Fragmento del texto:

Lima, 9 de junio de 2019.      
       

sábado, 1 de junio de 2019

El tercer oído


    Es evidente que en materia de gustos artísticos, sean éstos poéticos, pictóricos o musicales, sólo por mencionar algunos, existe una amplia variedad de pareceres y puntos de vista, de atracciones y repulsiones, de pasiones y rechazos que hacen de esa vivencia humana una de las más controvertidas, polémicas y discutibles. Sin embargo, también es cierto que todos debemos partir de ciertos estándares mínimos de aceptabilidad, para no hablar todavía de calidad, si queremos ponernos a debatir seriamente sobre la apreciación estética de las obras que el ser humano ha fraguado a lo largo de la historia en todas las artes.
    Me vienen a cuento estas reflexiones ahora que acabo de leer un artículo de la periodista y bloguera cubana Yoani Sánchez, publicado en diciembre del año 2016 y que sorprendentemente no lo conocía, titulado “Reguetón, la música de la realidad”, donde explicita varios tópicos referidos a dicho género musical –no hay más remedio que denominarlo así– que me han resultado, francamente, chirriantes. No voy a discutir la figura y trayectoria de la autora, por demás respetable, sino circunscribirme a un aspecto que desde hace mucho tiempo es el objeto de mis cavilaciones, búsquedas, investigaciones y, sobre todo, apasionadas vivencias: el gusto musical.
    Lo primero que salta a mi vista es el muy dudoso criterio de la cantidad cuando se trata de argumentar a favor o en contra de un elemento de la realidad, especialmente en este asunto de la música, al afirmar por ejemplo que la repulsa que ha recibido una canción muy sexista de un intérprete colombiano “se disuelve en los 200 millones de reproducciones que exhibe el videoclip en You Tube”. Pero, ¿desde cuándo el argumento de la cantidad valida un producto artístico? Si la discusión se mantiene en el terreno de lo comercial, es otra cosa, mas si prima, como debe ser, el criterio estético, qué puede importar así lo vean todos los habitantes de la tierra, cuando el producto es deplorable no sólo por el mensaje que transmite, sino por la forma que adopta, que en música casi lo es todo.
    Llega a llamar una cosmogonía al ritmo de marras, es decir, equipara la crudeza y lascivia de sus letras con la mirada que han esbozado las filosofías ante el mundo y sus avatares. Pues claro que importa si gusta o no, y si bien no hay manera de taparse los oídos y obviarlo, sí hay formas de combatirlo y desbaratarlo, desnudando sus miserias y sus sordideces desde la educación musical y el refinamiento de los gustos. Tal vez una ímproba tarea, pero necesaria y fundamental si queremos afianzar una cultura de calidad en nuestras tan vapuleadas sociedades. Como dice el paleoantropólogo español Juan Luis Arsuaga: “Apreciar la belleza es una cuestión de educación y sensibilidad. Busque lo que es bello en la vida. Hay mucha belleza”.

Material proporcionado:
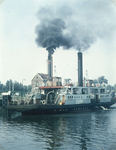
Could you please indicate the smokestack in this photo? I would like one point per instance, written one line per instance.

Consigna escrita 1: ¿Qué título tiene el artículo de Yoani Sánchez que se comenta en el fragmento sobre el gusto musical?
Consigna escrita 2: Continúa el fragmento sobre el gusto musical y el reguetón a partir de su última oración.

Respuesta esperada 1: “Reguetón, la música de la realidad”.

Respuesta esperada 2:
    Qué pena que piense que sólo comprendiendo los códigos del reguetón puede uno comunicarse con los jóvenes, y no se trata de minimizarlo ni censurarlo, sino de desenmascararlo, operando sobre él una verdadera vivisección para exhibir ante ellos su marrullera procacidad y su indigencia musical. Ahora, no creo que exprese la rebeldía como dice Sánchez, pues si algo expresa ese engendro ruidoso es la torpeza hecha sonido y la bajura como bandera pretenciosamente contestataria. En cuanto a su duración, tengo la esperanza de que no sobrevivirá por mucho tiempo, pues como dijo Raphael, es sólo cuestión de moda.  
    El paralelo que establece entre un Víctor Jara y un Silvio Rodríguez con un tal Don Omar y otros dos cubanos es verdaderamente ofensivo, tanto para el legado musical de esos dos gigantes de la canción latinoamericana, como para quienes seguimos siendo fervientes seguidores de un género que, como en el caso de la trova, ha dado auténticas joyas musicales al acervo cultural de nuestra patria grande.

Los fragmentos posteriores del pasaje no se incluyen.